═════ ENTRADAS DADAS

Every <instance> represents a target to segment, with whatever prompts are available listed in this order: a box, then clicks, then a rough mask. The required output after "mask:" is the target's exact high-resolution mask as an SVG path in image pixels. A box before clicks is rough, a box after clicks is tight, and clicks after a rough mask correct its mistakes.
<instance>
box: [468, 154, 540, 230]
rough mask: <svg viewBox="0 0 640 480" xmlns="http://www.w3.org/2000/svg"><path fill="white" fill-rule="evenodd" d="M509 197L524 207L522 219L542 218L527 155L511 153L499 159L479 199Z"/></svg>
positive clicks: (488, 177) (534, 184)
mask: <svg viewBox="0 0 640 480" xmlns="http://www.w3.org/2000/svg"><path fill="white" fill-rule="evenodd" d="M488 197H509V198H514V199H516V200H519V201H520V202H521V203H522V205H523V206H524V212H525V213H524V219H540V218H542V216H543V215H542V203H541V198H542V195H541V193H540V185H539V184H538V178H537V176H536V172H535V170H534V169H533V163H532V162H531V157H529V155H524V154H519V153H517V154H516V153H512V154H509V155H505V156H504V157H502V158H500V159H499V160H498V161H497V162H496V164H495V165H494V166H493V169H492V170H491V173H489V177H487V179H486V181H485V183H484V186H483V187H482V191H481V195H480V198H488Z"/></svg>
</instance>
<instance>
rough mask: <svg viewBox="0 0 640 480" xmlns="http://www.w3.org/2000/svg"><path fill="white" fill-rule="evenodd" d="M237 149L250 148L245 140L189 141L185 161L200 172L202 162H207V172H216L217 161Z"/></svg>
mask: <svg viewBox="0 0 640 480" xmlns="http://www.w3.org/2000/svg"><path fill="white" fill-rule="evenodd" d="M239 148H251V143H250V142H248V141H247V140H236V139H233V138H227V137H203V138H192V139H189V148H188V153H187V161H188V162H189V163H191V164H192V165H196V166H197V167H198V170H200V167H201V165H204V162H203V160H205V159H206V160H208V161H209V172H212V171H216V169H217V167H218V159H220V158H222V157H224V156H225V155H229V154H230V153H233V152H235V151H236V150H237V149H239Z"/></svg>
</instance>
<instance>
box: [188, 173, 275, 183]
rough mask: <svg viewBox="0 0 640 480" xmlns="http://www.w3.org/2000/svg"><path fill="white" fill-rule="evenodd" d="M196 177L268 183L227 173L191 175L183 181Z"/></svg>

══════════

▶ OBJETIVO DE LA TAREA:
Filtra las entradas anteriores y copia cada línea que contenga la cadena "clicks". Ten en cuenta que se distinguen las mayúsculas de las minúsculas.

▶ SOLUCIÓN:
Every <instance> represents a target to segment, with whatever prompts are available listed in this order: a box, then clicks, then a rough mask. The required output after "mask:" is the target's exact high-resolution mask as an SVG path in image pixels. A box before clicks is rough, a box after clicks is tight, and clicks after a rough mask correct its mistakes.
positive clicks: (488, 177) (534, 184)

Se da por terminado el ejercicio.